### What you are asked to do:
Write out, exactly as they stand, the line containing "point: reflection on" and all subsequent lines up to and including the final line of the records.

### Information shown:
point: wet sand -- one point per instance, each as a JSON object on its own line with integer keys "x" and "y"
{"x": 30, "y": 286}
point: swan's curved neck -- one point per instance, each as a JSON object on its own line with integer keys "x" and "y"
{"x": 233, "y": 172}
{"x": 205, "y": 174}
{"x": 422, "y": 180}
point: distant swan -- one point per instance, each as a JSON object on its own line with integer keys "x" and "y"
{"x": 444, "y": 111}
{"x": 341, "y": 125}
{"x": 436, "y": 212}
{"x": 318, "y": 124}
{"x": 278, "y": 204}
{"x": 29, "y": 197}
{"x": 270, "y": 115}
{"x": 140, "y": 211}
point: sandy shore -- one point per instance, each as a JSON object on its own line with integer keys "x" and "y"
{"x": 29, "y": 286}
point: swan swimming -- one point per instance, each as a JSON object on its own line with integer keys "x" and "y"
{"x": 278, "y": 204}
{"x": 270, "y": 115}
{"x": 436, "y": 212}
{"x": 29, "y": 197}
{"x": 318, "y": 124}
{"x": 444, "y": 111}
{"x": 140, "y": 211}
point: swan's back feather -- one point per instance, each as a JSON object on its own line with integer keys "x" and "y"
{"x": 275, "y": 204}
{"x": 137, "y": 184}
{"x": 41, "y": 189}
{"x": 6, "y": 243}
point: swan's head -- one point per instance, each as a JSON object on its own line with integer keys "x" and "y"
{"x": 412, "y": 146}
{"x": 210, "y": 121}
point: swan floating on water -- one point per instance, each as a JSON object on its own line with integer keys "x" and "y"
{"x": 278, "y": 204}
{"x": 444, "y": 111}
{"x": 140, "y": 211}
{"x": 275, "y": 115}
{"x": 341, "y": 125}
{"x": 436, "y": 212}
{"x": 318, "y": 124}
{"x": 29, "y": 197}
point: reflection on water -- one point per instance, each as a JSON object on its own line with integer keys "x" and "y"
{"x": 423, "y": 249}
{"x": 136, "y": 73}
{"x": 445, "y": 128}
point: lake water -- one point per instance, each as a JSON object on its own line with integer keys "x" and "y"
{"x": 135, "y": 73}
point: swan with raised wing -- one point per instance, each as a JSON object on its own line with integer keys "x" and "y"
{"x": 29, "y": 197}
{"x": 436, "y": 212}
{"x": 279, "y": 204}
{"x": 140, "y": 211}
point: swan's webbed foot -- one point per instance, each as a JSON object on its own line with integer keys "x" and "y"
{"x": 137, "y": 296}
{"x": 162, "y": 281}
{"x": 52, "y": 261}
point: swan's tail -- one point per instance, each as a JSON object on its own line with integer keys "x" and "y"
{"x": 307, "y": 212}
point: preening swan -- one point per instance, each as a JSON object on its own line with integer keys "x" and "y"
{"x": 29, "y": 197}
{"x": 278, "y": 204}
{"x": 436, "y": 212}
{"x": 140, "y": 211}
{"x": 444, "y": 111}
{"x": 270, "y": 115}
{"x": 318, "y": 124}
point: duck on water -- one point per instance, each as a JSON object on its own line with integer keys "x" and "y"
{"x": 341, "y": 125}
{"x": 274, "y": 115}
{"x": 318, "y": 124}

### Solution to this task:
point: reflection on water -- one point per instance, each as a JSON object on its own line with integer keys "x" and "y"
{"x": 423, "y": 249}
{"x": 136, "y": 73}
{"x": 445, "y": 128}
point: lake water -- one point per instance, each as a JSON object on its own line with integer keys "x" and "y"
{"x": 135, "y": 73}
point: swan with raised wing -- one point per instance, each as a JSON object on its own line with integer keys "x" and "y"
{"x": 29, "y": 197}
{"x": 436, "y": 212}
{"x": 279, "y": 204}
{"x": 140, "y": 211}
point: swan's webbed foot -- one point per instance, each as a JSON object on its own line with integer keys "x" and "y"
{"x": 137, "y": 296}
{"x": 162, "y": 281}
{"x": 52, "y": 261}
point: swan's tail -- one point per instance, each as a JSON object on its own line with integer keys "x" and "y"
{"x": 307, "y": 212}
point: preening swan -- one point per instance, each as a JSON object on its own line with integer keys "x" and "y"
{"x": 29, "y": 197}
{"x": 278, "y": 204}
{"x": 436, "y": 212}
{"x": 140, "y": 211}
{"x": 444, "y": 111}
{"x": 270, "y": 115}
{"x": 318, "y": 124}
point: duck on water -- one point per instance, each as a JSON object on its own line with integer keys "x" and "y"
{"x": 341, "y": 125}
{"x": 274, "y": 115}
{"x": 318, "y": 124}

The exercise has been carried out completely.